EXERCISE REQUIREMENTS:
Write out the listing below without alteration, omitting its pictures.

— start of MATERIAL FOR THE TASK —

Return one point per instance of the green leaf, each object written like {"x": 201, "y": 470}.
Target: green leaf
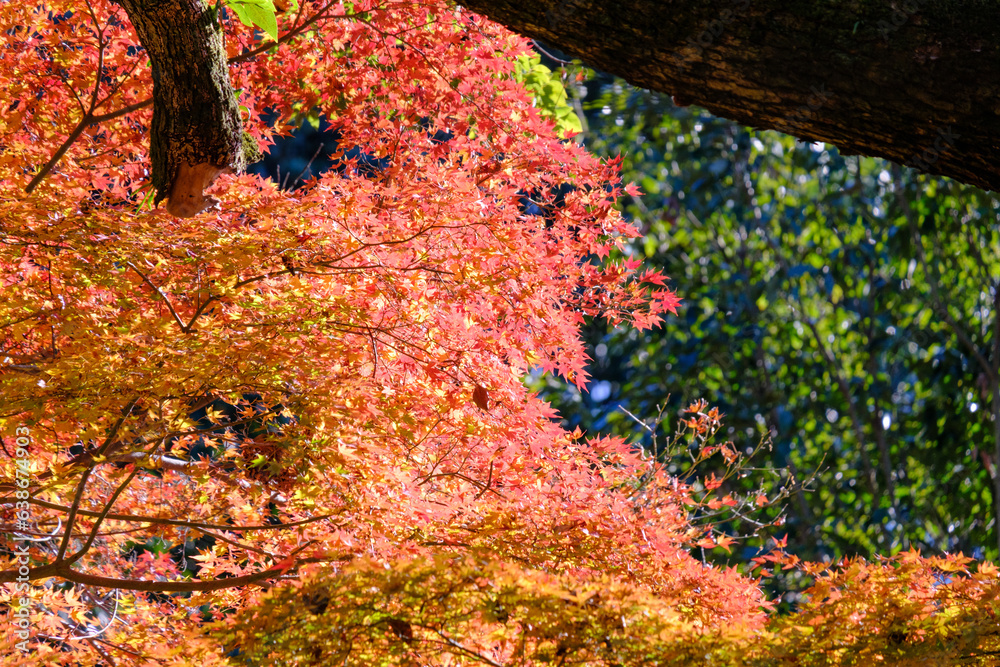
{"x": 549, "y": 94}
{"x": 256, "y": 13}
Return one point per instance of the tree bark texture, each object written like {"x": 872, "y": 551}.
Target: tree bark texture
{"x": 196, "y": 132}
{"x": 914, "y": 81}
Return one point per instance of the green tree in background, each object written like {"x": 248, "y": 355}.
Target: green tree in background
{"x": 845, "y": 306}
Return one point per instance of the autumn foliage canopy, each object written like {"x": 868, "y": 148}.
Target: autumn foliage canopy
{"x": 292, "y": 430}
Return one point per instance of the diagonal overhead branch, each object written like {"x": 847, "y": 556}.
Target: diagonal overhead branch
{"x": 915, "y": 81}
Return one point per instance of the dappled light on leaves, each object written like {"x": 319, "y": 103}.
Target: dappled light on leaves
{"x": 312, "y": 400}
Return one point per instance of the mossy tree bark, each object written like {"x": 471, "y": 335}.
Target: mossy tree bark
{"x": 196, "y": 132}
{"x": 915, "y": 81}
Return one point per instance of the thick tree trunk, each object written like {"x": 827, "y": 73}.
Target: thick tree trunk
{"x": 196, "y": 132}
{"x": 915, "y": 81}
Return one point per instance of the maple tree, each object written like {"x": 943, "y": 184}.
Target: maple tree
{"x": 292, "y": 429}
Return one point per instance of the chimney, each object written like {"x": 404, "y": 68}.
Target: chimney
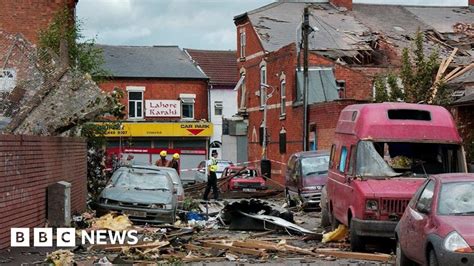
{"x": 346, "y": 3}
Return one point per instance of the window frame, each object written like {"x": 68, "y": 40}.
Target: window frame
{"x": 218, "y": 105}
{"x": 136, "y": 89}
{"x": 283, "y": 98}
{"x": 263, "y": 80}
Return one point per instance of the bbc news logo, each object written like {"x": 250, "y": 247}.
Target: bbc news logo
{"x": 66, "y": 237}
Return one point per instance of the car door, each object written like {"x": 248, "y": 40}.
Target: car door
{"x": 417, "y": 222}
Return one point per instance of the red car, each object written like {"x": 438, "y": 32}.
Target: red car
{"x": 437, "y": 227}
{"x": 244, "y": 178}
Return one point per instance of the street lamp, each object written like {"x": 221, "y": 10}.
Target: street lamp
{"x": 267, "y": 96}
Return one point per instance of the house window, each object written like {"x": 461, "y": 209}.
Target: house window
{"x": 7, "y": 79}
{"x": 135, "y": 102}
{"x": 242, "y": 44}
{"x": 218, "y": 108}
{"x": 187, "y": 106}
{"x": 283, "y": 98}
{"x": 263, "y": 89}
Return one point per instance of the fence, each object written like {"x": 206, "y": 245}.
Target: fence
{"x": 28, "y": 164}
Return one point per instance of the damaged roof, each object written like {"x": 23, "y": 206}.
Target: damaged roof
{"x": 278, "y": 24}
{"x": 149, "y": 62}
{"x": 219, "y": 66}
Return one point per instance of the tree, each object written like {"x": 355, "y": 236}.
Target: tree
{"x": 84, "y": 56}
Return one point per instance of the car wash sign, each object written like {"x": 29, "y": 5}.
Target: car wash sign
{"x": 162, "y": 108}
{"x": 157, "y": 129}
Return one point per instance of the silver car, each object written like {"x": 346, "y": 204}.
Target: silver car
{"x": 145, "y": 194}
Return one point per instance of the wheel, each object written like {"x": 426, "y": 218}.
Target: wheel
{"x": 433, "y": 260}
{"x": 357, "y": 242}
{"x": 401, "y": 260}
{"x": 289, "y": 200}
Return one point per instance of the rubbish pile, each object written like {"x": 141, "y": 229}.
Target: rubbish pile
{"x": 208, "y": 233}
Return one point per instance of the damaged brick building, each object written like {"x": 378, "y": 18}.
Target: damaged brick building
{"x": 349, "y": 45}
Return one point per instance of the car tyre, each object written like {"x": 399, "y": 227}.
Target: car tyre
{"x": 401, "y": 260}
{"x": 357, "y": 242}
{"x": 433, "y": 260}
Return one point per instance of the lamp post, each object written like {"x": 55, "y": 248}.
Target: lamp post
{"x": 267, "y": 96}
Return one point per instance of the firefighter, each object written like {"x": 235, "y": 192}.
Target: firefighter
{"x": 174, "y": 163}
{"x": 212, "y": 178}
{"x": 162, "y": 161}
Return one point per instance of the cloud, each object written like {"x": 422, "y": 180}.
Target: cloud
{"x": 205, "y": 24}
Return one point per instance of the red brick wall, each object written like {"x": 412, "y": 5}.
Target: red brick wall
{"x": 342, "y": 3}
{"x": 29, "y": 16}
{"x": 28, "y": 164}
{"x": 165, "y": 89}
{"x": 325, "y": 116}
{"x": 358, "y": 85}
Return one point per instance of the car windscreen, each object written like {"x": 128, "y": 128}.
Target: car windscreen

— end of MATERIAL FOR THE TASK —

TASK SOLUTION:
Return one point per instance of the green leaf, each object written like {"x": 201, "y": 470}.
Target: green leaf
{"x": 549, "y": 94}
{"x": 256, "y": 13}
Return one point per instance of the tree bark texture, each object written like {"x": 872, "y": 551}.
Target: tree bark texture
{"x": 196, "y": 132}
{"x": 914, "y": 81}
Return one point per instance of the green tree in background, each object written like {"x": 248, "y": 355}.
Target: green tree in background
{"x": 845, "y": 306}
Return one point per instance of the autumn foliage canopy, each object written like {"x": 868, "y": 148}.
Target: autumn foliage canopy
{"x": 292, "y": 430}
Return one point per instance of the diagonal overhead branch, each object written like {"x": 847, "y": 556}.
Target: diagonal overhead branch
{"x": 915, "y": 81}
Return one point per instance of the dappled light on leaves, each object written like {"x": 319, "y": 103}.
Target: dappled light on leaves
{"x": 312, "y": 400}
Return one point per instance of the mossy tree bark, each object written like {"x": 471, "y": 335}.
Target: mossy tree bark
{"x": 196, "y": 132}
{"x": 915, "y": 81}
Return one point per instance of the thick tree trunk, each object written like {"x": 827, "y": 73}.
Target: thick tree trunk
{"x": 196, "y": 132}
{"x": 915, "y": 81}
Return one point per instance of the maple tree, each object written like {"x": 943, "y": 184}.
Target: maple tree
{"x": 292, "y": 429}
Return one point per instance of the chimney, each object written like {"x": 404, "y": 68}.
Target: chimney
{"x": 346, "y": 3}
Return one point per instance of the window frame, each object written like {"x": 68, "y": 40}.
Target: window frame
{"x": 218, "y": 105}
{"x": 136, "y": 89}
{"x": 283, "y": 98}
{"x": 263, "y": 80}
Return one point per instance of the bbc news logo, each object written like {"x": 250, "y": 247}.
Target: bbc news logo
{"x": 66, "y": 237}
Return one point per instance of the car door, each object written like {"x": 248, "y": 40}.
Target: car door
{"x": 417, "y": 222}
Return one point per instance of the red car, each object written like {"x": 438, "y": 32}.
Target: red car
{"x": 437, "y": 227}
{"x": 244, "y": 178}
Return one point per instance of the street lamp, each object written like {"x": 221, "y": 10}.
Target: street lamp
{"x": 267, "y": 96}
Return one point per instance of the house window, each object written like {"x": 461, "y": 209}.
Target: house window
{"x": 7, "y": 79}
{"x": 135, "y": 102}
{"x": 242, "y": 44}
{"x": 218, "y": 108}
{"x": 187, "y": 106}
{"x": 283, "y": 98}
{"x": 263, "y": 89}
Return one point per instance of the fence, each object written like {"x": 206, "y": 245}.
Target: fence
{"x": 28, "y": 164}
Return one point per instance of the damaged roof, each object written like {"x": 23, "y": 206}.
Target: damaged roof
{"x": 278, "y": 24}
{"x": 149, "y": 62}
{"x": 219, "y": 66}
Return one point per instance of the tree, each object written like {"x": 355, "y": 236}.
Target: tree
{"x": 84, "y": 56}
Return one point per instance of the car wash sign, each object written like {"x": 29, "y": 5}.
Target: car wash sign
{"x": 162, "y": 108}
{"x": 157, "y": 129}
Return one point per instance of the silver car, each object written like {"x": 346, "y": 204}.
Target: silver car
{"x": 145, "y": 194}
Return one point per instance of the wheel, each object written like {"x": 426, "y": 218}.
Target: wheel
{"x": 433, "y": 260}
{"x": 357, "y": 242}
{"x": 401, "y": 260}
{"x": 289, "y": 200}
Return one point per instance of the rubbish pile, each object written like {"x": 141, "y": 229}.
Target: rubbish pile
{"x": 208, "y": 233}
Return one point per instance of the damaged brick building, each object written like {"x": 378, "y": 18}.
Target: damaged brick building
{"x": 349, "y": 45}
Return one point per instance of the car tyre, each object written like {"x": 399, "y": 227}.
Target: car tyre
{"x": 401, "y": 260}
{"x": 357, "y": 242}
{"x": 433, "y": 260}
Return one point per instance of the lamp post, each object written like {"x": 55, "y": 248}.
Target: lamp post
{"x": 267, "y": 96}
Return one point per instance of the firefighter, each object written like {"x": 235, "y": 192}.
Target: firefighter
{"x": 174, "y": 163}
{"x": 212, "y": 178}
{"x": 162, "y": 161}
Return one point per instance of the cloud, each object written like {"x": 422, "y": 180}.
Target: cloud
{"x": 205, "y": 24}
Return one point per instance of the red brick wall, each object written like {"x": 412, "y": 5}.
Target: red brick wall
{"x": 342, "y": 3}
{"x": 29, "y": 16}
{"x": 28, "y": 164}
{"x": 165, "y": 89}
{"x": 325, "y": 116}
{"x": 358, "y": 85}
Return one point per instance of the car windscreen, each object written like {"x": 128, "y": 128}.
Target: car windscreen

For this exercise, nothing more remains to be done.